* _Parts of the exercise_
A: What was the result of the appellant's December 2012 trial on eight charges of indecent assault, according to the case report?
B: Repeat the case report from "Although the appellant" up to and including "the Employment Tribunal.".

Case report: Dr Senthil Gopalakrishnan v GMC
The Queen (on the application of) Dr Senthil Gopalakrishnan v General Medical Council  EWHC 1247 (Admin)
The appellant sought to challenge the factual findings of the Fitness to Practise Panel of the General Medical Council (GMC) on the grounds that the Panel’s findings showed inadequate reasoning, perversity and apparent bias.
The appellant worked as an associate specialist in anaesthetics at a NHS Foundation Trust (the Trust). Three female colleagues, A, B and C, alleged that the appellant had sexually assaulted them at work in separate incidents between May 2010 and April 2011. The assaults were said to have occurred when the appellant was alone with each person.
Although the appellant was summarily dismissed from his employment, following an internal disciplinary investigation, he succeeded in a claim for unfair dismissal in the Employment Tribunal.
Following a police investigation, the appellant was tried on eight charges of indecent assault in relation to A, B and C in December 2012. He was acquitted on all counts.
The Fitness to Practise Panel sat between 15 to 29 January 2015 and heard live evidence from A, B and C and their line manager. It also heard live defence evidence from the appellant and two other witnesses. The transcripts of the evidence given at the Crown Court were also available to the Fitness to Practise Panel. The hearing went part heard and on 27 May 2015 the Panel delivered its determination on the facts.

* _Saved entries_
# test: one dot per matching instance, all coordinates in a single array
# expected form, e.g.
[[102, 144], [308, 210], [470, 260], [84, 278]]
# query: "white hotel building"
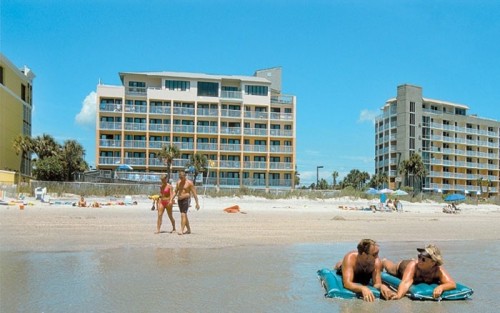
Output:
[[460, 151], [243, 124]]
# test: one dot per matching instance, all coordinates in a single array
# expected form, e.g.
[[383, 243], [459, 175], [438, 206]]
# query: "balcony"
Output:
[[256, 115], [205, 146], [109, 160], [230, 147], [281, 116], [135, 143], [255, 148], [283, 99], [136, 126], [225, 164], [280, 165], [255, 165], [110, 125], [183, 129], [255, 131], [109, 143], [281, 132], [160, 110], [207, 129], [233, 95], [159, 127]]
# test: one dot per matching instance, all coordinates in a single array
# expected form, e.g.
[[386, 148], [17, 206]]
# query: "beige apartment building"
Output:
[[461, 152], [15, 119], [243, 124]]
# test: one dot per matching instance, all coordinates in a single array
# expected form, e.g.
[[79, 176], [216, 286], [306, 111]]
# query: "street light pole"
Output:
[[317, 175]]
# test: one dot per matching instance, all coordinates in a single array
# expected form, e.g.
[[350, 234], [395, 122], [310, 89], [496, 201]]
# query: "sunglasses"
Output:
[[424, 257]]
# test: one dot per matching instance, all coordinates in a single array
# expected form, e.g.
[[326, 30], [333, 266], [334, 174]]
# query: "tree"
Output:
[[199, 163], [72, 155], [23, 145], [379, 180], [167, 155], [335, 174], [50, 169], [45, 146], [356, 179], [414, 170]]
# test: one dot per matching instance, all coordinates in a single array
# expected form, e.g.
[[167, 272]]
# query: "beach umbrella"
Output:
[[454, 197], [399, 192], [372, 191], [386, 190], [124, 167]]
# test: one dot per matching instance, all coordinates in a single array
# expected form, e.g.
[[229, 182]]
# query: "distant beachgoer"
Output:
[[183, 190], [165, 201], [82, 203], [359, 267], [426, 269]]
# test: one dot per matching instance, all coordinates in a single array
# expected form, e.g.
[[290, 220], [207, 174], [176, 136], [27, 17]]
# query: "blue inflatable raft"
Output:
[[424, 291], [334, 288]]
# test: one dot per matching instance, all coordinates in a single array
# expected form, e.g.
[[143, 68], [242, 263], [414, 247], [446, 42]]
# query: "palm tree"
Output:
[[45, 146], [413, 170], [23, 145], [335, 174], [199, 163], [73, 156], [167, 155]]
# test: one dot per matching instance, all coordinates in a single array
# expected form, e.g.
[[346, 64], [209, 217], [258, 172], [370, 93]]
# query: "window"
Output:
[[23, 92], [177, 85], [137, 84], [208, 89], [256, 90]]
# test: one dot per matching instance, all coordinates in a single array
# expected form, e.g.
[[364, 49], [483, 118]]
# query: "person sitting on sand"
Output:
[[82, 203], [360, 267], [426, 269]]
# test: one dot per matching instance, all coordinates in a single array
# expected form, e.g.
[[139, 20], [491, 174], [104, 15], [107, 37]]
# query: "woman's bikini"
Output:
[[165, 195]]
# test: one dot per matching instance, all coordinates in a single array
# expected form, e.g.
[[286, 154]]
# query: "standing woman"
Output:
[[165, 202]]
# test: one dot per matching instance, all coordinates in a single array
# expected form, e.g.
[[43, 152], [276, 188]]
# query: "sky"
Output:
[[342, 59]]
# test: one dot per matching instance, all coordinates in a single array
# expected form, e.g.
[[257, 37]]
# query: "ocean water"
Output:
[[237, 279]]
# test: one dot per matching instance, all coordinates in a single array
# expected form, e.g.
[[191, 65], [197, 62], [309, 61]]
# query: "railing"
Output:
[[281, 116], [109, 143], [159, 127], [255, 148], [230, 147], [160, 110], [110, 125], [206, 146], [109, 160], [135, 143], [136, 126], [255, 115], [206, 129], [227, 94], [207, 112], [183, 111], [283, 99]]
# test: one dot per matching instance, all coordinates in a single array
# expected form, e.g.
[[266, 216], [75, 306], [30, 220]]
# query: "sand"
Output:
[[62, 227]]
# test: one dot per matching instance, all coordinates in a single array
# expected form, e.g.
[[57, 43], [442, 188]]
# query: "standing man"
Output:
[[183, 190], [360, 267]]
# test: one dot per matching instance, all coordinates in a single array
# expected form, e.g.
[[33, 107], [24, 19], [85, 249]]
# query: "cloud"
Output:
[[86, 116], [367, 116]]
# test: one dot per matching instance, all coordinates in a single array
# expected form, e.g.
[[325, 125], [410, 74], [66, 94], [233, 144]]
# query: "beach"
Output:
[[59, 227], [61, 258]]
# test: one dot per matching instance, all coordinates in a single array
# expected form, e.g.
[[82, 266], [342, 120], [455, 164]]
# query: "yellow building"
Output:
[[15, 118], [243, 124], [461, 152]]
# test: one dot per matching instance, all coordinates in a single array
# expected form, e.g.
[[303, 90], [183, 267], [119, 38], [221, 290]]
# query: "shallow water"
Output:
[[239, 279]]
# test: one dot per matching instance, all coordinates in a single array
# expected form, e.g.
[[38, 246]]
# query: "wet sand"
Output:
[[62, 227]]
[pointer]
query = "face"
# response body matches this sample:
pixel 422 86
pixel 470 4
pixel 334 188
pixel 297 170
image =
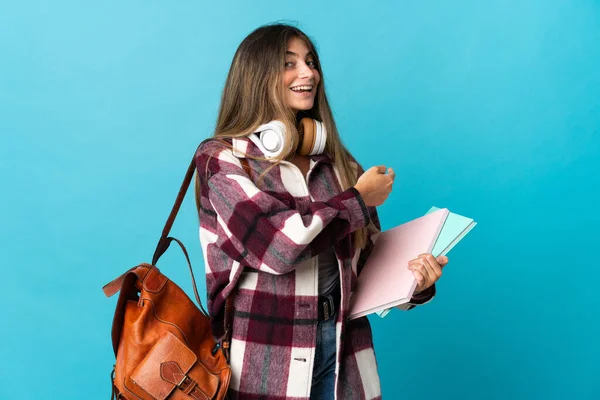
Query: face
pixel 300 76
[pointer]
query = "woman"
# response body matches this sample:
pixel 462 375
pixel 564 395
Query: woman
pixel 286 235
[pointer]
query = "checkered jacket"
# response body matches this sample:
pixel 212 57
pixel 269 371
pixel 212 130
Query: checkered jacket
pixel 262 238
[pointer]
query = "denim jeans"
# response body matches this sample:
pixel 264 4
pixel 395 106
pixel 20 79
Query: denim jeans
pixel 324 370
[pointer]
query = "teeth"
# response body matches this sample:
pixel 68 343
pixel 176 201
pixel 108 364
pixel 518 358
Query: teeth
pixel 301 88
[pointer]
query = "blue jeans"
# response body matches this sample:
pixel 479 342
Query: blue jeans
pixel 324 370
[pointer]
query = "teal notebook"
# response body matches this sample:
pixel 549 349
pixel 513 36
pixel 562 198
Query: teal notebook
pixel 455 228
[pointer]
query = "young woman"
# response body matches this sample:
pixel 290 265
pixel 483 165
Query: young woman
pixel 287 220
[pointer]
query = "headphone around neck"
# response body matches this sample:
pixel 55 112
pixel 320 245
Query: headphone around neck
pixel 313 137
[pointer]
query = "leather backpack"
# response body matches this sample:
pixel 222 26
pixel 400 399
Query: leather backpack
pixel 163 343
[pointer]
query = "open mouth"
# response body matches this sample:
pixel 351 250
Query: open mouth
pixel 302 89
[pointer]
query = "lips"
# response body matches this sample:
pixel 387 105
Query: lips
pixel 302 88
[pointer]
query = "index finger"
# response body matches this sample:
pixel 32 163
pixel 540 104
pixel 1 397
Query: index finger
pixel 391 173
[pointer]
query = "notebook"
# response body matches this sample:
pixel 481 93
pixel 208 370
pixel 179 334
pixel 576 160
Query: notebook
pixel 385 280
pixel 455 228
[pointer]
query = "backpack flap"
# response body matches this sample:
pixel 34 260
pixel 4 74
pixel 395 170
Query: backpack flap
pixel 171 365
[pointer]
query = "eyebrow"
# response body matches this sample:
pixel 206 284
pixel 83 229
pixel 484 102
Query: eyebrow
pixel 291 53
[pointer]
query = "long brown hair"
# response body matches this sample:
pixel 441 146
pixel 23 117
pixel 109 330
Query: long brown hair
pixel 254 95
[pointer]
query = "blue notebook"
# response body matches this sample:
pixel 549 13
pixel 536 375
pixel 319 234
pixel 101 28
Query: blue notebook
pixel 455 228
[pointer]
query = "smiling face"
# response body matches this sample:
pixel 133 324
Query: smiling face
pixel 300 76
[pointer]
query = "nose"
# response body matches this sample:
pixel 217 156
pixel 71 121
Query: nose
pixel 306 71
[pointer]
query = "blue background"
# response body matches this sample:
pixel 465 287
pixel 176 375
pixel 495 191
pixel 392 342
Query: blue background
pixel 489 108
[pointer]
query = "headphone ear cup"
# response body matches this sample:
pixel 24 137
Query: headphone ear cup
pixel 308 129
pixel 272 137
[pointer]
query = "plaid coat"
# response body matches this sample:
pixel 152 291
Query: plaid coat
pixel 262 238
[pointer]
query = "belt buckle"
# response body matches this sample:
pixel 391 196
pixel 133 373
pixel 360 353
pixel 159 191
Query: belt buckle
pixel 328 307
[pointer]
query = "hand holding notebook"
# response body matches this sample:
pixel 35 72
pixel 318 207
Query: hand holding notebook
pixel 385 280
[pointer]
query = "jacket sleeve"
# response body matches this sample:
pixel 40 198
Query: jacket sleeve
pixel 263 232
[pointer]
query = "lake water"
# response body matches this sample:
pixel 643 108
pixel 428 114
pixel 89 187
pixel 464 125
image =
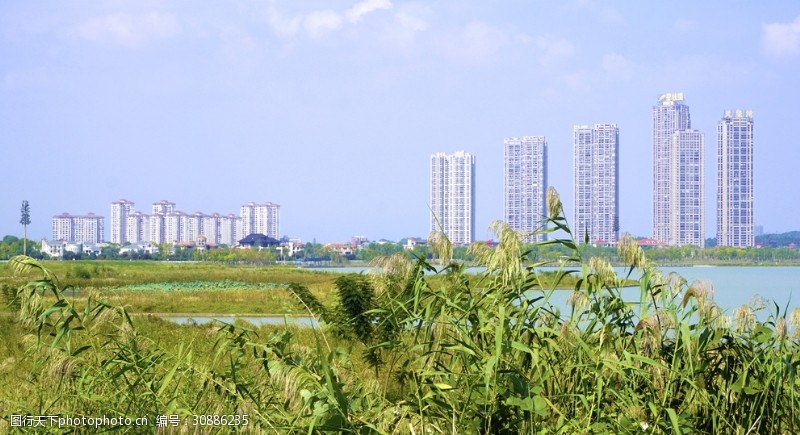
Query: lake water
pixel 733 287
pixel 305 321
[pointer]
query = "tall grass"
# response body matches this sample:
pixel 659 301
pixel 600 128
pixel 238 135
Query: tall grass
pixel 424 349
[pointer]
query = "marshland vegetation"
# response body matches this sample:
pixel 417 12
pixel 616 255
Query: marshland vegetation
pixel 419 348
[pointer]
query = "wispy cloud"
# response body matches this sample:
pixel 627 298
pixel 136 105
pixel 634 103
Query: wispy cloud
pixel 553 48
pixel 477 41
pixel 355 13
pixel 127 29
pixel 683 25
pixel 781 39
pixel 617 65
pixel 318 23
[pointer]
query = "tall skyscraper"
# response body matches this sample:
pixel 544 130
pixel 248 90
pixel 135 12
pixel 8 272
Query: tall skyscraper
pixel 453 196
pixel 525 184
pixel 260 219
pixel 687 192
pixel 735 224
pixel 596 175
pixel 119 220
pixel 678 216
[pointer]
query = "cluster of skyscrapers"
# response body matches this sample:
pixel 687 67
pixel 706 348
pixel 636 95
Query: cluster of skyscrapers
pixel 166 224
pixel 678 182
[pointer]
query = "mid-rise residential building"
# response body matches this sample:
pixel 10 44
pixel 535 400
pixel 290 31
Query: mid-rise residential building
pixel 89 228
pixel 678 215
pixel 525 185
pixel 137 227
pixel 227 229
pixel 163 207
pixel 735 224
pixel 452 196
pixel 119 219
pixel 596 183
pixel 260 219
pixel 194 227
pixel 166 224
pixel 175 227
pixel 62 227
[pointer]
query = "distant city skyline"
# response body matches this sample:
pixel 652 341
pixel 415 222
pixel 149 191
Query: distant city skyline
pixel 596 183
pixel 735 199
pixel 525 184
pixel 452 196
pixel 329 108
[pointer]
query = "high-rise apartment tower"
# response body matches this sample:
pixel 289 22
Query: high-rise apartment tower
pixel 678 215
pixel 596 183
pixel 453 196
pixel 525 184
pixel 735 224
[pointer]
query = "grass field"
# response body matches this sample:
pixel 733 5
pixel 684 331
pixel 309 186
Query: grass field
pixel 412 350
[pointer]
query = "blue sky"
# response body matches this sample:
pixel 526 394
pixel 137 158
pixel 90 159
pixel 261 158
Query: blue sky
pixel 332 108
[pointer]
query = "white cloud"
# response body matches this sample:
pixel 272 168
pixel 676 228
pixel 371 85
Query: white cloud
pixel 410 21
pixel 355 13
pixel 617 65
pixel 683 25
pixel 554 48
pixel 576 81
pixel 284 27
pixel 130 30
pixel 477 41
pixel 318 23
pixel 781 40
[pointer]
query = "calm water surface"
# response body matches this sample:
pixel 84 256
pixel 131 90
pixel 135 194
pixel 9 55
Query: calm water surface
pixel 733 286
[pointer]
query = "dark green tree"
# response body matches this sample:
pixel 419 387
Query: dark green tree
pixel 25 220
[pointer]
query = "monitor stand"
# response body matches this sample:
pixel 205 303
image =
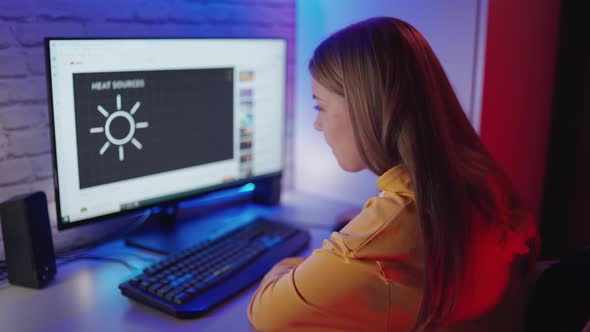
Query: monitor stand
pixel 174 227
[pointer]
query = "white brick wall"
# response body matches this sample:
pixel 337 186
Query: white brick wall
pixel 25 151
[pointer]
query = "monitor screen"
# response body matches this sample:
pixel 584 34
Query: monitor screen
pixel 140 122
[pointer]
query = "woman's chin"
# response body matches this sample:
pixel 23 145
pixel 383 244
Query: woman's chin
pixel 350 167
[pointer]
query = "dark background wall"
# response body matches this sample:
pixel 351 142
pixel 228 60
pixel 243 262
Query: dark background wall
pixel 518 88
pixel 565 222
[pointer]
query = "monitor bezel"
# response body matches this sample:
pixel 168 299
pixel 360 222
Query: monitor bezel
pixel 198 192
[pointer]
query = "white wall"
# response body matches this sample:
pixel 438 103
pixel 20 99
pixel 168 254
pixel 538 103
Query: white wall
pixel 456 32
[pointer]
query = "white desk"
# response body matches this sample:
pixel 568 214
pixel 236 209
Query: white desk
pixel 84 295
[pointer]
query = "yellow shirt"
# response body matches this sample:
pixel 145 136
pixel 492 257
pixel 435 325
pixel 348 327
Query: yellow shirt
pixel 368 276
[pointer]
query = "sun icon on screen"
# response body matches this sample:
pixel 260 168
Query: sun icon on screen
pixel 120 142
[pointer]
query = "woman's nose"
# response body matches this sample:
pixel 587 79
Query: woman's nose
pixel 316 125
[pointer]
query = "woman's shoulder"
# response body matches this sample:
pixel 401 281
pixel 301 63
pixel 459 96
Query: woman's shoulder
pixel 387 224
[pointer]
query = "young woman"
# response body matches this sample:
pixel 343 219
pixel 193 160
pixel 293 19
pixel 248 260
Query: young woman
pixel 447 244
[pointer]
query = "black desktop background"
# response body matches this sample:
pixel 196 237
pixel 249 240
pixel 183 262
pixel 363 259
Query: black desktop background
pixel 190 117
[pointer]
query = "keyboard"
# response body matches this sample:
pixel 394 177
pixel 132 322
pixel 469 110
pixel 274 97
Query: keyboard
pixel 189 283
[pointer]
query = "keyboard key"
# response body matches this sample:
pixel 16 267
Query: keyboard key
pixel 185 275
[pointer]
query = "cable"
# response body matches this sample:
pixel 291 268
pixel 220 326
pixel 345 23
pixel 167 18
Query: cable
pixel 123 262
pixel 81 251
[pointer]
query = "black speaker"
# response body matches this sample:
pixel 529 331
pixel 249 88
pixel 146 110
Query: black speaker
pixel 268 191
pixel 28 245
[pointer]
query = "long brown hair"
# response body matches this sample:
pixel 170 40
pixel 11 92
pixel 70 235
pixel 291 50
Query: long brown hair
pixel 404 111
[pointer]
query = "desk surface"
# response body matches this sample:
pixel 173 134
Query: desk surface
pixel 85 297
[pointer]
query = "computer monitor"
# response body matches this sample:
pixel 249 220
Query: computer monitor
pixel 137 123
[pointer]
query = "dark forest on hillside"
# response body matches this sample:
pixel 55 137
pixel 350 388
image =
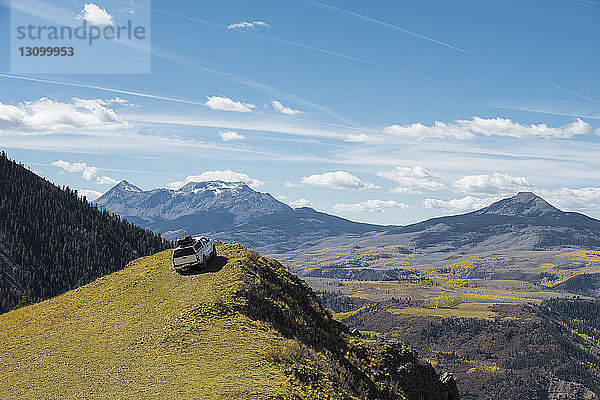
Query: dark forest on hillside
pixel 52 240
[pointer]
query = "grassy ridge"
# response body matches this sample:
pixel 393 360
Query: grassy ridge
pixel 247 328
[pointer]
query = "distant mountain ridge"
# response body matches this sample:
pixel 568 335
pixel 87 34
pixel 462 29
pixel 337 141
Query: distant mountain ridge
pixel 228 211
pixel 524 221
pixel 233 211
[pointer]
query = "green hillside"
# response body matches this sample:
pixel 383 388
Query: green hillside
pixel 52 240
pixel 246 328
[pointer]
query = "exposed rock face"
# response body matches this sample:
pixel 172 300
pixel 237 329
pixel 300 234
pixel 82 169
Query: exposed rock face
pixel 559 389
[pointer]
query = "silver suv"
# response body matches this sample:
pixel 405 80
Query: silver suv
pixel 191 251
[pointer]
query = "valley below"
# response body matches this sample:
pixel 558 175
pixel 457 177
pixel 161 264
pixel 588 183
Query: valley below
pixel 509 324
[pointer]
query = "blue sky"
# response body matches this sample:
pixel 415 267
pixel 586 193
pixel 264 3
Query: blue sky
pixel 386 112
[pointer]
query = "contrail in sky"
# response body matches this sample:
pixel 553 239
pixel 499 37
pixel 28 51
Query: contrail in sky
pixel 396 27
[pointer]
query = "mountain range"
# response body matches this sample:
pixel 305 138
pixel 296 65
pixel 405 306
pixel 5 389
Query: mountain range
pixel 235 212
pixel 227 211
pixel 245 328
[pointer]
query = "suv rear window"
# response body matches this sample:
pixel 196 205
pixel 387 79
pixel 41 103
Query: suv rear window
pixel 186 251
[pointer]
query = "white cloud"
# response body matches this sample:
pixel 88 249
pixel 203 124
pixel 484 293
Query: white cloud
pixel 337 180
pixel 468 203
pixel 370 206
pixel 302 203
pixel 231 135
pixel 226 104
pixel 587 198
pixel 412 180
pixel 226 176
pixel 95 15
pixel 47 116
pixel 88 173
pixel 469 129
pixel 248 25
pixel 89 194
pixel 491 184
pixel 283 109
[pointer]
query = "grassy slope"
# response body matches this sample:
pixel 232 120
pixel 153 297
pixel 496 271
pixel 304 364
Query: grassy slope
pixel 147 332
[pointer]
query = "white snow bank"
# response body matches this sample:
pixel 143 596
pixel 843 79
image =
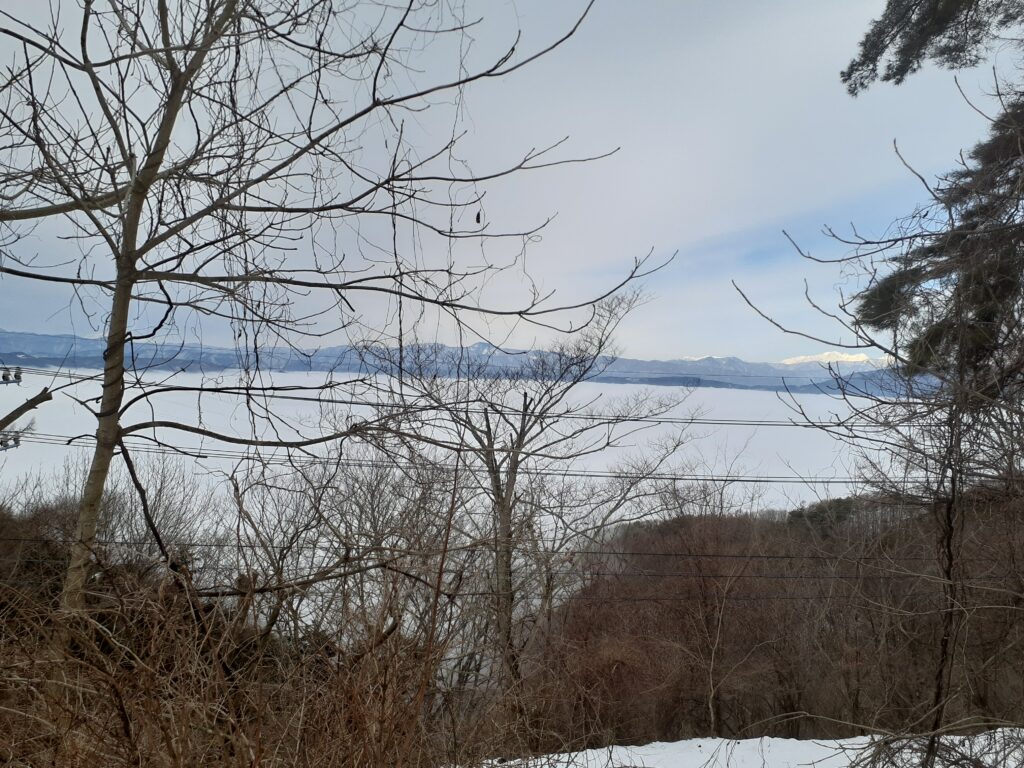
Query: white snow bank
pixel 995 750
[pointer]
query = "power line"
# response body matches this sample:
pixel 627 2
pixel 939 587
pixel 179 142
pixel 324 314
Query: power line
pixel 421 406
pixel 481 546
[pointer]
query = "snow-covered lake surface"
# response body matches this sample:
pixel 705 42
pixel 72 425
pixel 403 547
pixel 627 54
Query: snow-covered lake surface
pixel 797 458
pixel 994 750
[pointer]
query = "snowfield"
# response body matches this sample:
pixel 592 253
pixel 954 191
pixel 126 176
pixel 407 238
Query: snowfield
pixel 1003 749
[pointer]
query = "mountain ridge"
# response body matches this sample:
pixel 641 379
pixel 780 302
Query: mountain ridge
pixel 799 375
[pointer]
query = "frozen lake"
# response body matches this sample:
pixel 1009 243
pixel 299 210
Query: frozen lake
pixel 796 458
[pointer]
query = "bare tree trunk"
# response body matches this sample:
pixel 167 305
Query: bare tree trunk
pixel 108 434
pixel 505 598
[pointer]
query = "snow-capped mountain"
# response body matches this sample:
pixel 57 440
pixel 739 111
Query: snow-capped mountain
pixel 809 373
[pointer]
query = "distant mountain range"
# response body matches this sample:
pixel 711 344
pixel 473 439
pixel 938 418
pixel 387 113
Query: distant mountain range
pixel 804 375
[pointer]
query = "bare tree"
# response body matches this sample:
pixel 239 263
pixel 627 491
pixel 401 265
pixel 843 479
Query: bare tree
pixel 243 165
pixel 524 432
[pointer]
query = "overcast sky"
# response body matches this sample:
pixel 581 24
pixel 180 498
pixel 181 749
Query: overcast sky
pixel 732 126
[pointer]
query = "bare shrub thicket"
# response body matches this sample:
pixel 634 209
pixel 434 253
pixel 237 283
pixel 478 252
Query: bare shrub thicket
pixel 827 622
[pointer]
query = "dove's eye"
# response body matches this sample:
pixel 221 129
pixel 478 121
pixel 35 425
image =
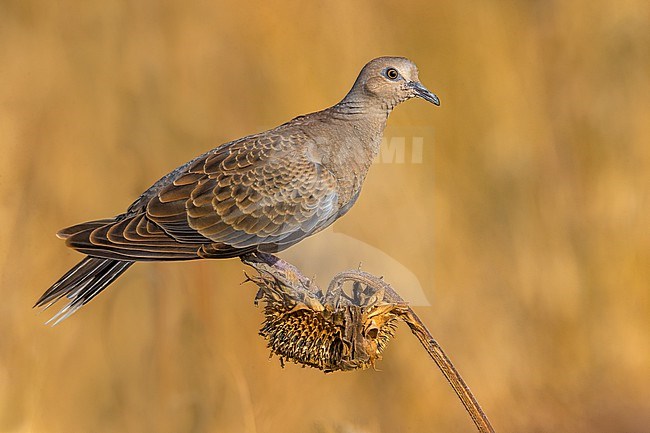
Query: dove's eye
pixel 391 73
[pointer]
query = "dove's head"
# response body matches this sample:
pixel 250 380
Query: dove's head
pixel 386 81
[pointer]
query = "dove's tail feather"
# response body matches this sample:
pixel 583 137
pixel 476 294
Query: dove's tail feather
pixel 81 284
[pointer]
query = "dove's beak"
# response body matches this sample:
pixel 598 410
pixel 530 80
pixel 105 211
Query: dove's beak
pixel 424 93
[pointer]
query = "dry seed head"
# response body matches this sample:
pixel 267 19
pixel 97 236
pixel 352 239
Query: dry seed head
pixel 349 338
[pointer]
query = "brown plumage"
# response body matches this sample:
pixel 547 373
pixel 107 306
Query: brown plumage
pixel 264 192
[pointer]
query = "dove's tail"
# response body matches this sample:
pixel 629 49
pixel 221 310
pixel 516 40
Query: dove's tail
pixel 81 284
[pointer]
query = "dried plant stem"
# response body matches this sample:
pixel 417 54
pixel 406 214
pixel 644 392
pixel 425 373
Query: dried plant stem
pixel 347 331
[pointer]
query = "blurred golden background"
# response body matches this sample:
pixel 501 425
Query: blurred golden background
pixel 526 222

* _Results by task_
A: He was acquitted on all counts.

B:
Although the appellant was summarily dismissed from his employment, following an internal disciplinary investigation, he succeeded in a claim for unfair dismissal in the Employment Tribunal.